> _GOAL_: Render every line below as a JSON list of strings, one string per line, and leave out any blank lines.

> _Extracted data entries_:
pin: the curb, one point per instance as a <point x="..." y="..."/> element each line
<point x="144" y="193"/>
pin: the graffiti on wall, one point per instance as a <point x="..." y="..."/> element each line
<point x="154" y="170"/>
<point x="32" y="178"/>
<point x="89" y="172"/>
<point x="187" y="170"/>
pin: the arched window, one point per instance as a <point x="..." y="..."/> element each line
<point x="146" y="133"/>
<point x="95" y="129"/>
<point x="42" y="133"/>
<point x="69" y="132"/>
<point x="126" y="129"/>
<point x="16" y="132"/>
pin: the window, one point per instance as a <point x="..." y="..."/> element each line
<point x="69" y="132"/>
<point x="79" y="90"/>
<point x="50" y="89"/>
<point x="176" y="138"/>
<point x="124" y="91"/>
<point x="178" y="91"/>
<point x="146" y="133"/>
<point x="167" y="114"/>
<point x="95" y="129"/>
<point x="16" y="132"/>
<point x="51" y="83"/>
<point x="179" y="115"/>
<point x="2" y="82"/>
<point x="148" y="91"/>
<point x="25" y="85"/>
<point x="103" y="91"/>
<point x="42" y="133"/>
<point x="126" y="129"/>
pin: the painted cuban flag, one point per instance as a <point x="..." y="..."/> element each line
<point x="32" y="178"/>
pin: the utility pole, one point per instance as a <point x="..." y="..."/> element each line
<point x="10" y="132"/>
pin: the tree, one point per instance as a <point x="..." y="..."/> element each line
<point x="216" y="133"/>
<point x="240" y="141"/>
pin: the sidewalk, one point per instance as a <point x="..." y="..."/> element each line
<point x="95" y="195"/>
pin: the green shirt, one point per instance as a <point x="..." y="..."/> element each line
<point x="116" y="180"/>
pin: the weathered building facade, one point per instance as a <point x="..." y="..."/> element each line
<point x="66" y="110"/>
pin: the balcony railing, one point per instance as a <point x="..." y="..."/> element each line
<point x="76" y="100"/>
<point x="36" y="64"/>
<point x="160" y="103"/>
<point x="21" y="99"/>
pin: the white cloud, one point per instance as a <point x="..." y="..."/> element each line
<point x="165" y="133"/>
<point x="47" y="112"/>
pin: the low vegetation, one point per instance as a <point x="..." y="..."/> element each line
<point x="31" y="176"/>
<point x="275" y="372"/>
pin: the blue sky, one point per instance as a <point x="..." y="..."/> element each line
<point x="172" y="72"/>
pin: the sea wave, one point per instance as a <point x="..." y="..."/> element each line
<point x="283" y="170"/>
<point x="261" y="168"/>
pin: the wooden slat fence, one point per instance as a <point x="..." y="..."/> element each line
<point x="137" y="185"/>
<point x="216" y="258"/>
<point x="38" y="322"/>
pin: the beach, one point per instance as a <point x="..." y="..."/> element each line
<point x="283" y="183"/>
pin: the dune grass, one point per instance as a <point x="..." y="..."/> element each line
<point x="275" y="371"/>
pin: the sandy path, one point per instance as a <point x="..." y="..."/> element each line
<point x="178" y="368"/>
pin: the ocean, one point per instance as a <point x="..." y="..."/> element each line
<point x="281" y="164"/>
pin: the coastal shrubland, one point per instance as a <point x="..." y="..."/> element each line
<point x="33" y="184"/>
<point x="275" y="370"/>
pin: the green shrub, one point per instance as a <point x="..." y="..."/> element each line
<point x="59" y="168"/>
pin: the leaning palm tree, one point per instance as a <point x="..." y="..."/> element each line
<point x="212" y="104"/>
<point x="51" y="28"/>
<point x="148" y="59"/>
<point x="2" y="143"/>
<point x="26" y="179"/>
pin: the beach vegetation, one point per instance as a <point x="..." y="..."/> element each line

> _RESPONSE TO THE EXERCISE_:
[
  "pin: the curb, one point per instance as a <point x=\"...\" y=\"...\"/> element each line",
  "<point x=\"144\" y=\"193\"/>",
  "pin: the graffiti on wall, one point per instance as a <point x=\"...\" y=\"...\"/> element each line",
  "<point x=\"154\" y=\"170\"/>",
  "<point x=\"32\" y=\"178\"/>",
  "<point x=\"89\" y=\"172\"/>",
  "<point x=\"187\" y=\"170\"/>",
  "pin: the arched window, one point per instance as a <point x=\"...\" y=\"...\"/> element each line",
  "<point x=\"146\" y=\"133\"/>",
  "<point x=\"95\" y=\"129\"/>",
  "<point x=\"42\" y=\"133\"/>",
  "<point x=\"69\" y=\"132\"/>",
  "<point x=\"126\" y=\"129\"/>",
  "<point x=\"16\" y=\"132\"/>",
  "pin: the window, one point per instance as a <point x=\"...\" y=\"...\"/> element each line",
  "<point x=\"69\" y=\"132\"/>",
  "<point x=\"79\" y=\"90\"/>",
  "<point x=\"50\" y=\"89\"/>",
  "<point x=\"176\" y=\"138\"/>",
  "<point x=\"124\" y=\"91\"/>",
  "<point x=\"178\" y=\"91\"/>",
  "<point x=\"146\" y=\"133\"/>",
  "<point x=\"167\" y=\"114\"/>",
  "<point x=\"95\" y=\"129\"/>",
  "<point x=\"16\" y=\"132\"/>",
  "<point x=\"51\" y=\"83\"/>",
  "<point x=\"179\" y=\"115\"/>",
  "<point x=\"2\" y=\"82\"/>",
  "<point x=\"148\" y=\"91\"/>",
  "<point x=\"25\" y=\"85\"/>",
  "<point x=\"103\" y=\"91\"/>",
  "<point x=\"42\" y=\"133\"/>",
  "<point x=\"126\" y=\"129\"/>",
  "pin: the painted cuban flag, one point per instance as a <point x=\"...\" y=\"...\"/> element each line",
  "<point x=\"32\" y=\"178\"/>",
  "pin: the utility pole, one point per instance as a <point x=\"...\" y=\"...\"/> element each line",
  "<point x=\"10\" y=\"132\"/>",
  "pin: the tree, one point per instance as a <point x=\"...\" y=\"...\"/> element each line",
  "<point x=\"216\" y=\"133\"/>",
  "<point x=\"240\" y=\"141\"/>",
  "pin: the sidewalk, one point per instance as a <point x=\"...\" y=\"...\"/> element each line",
  "<point x=\"95\" y=\"195\"/>",
  "pin: the green shirt, one point per instance as a <point x=\"...\" y=\"...\"/> element each line",
  "<point x=\"116\" y=\"180\"/>",
  "pin: the weathered building facade, one point per instance as a <point x=\"...\" y=\"...\"/> element each line",
  "<point x=\"66\" y=\"110\"/>",
  "pin: the balcony railing, one point per instance as a <point x=\"...\" y=\"...\"/> element each line",
  "<point x=\"76\" y=\"100\"/>",
  "<point x=\"36\" y=\"64\"/>",
  "<point x=\"160\" y=\"103\"/>",
  "<point x=\"21\" y=\"99\"/>",
  "pin: the white cloud, one point per instance as a <point x=\"...\" y=\"...\"/> element each line",
  "<point x=\"165\" y=\"133\"/>",
  "<point x=\"47\" y=\"112\"/>",
  "pin: the low vegetation, one point per instance as a <point x=\"...\" y=\"...\"/> element each line",
  "<point x=\"31\" y=\"176\"/>",
  "<point x=\"275\" y=\"372\"/>",
  "pin: the blue sky, one point per instance as a <point x=\"...\" y=\"...\"/> element each line",
  "<point x=\"172\" y=\"72\"/>",
  "pin: the sea wave, one point per instance as a <point x=\"...\" y=\"...\"/> element each line",
  "<point x=\"283\" y=\"170\"/>",
  "<point x=\"261\" y=\"168\"/>",
  "pin: the wooden slat fence, one point per instance as a <point x=\"...\" y=\"...\"/> element each line",
  "<point x=\"137\" y=\"185\"/>",
  "<point x=\"216\" y=\"258\"/>",
  "<point x=\"38\" y=\"322\"/>",
  "pin: the beach, one point per instance as a <point x=\"...\" y=\"...\"/> element each line",
  "<point x=\"283\" y=\"183\"/>",
  "pin: the dune grass, one point per instance as a <point x=\"...\" y=\"...\"/> element each line",
  "<point x=\"275\" y=\"371\"/>",
  "pin: the sandy path, one point per instance as a <point x=\"...\" y=\"...\"/> element each line",
  "<point x=\"178\" y=\"368\"/>",
  "pin: the ocean, one point per instance as a <point x=\"...\" y=\"...\"/> element each line",
  "<point x=\"281\" y=\"164\"/>",
  "pin: the coastal shrubland, one point per instance as a <point x=\"...\" y=\"...\"/> element each line",
  "<point x=\"33\" y=\"184\"/>",
  "<point x=\"275\" y=\"370\"/>",
  "pin: the green shrub, one point per instance as a <point x=\"...\" y=\"...\"/> element each line",
  "<point x=\"59\" y=\"168\"/>",
  "pin: the leaning palm tree, one point per instance as a <point x=\"...\" y=\"...\"/> element each line",
  "<point x=\"212\" y=\"104\"/>",
  "<point x=\"51\" y=\"28\"/>",
  "<point x=\"148\" y=\"59\"/>",
  "<point x=\"2\" y=\"143\"/>",
  "<point x=\"26\" y=\"179\"/>",
  "pin: the beach vegetation, one point per instance as a <point x=\"...\" y=\"...\"/> element each line"
]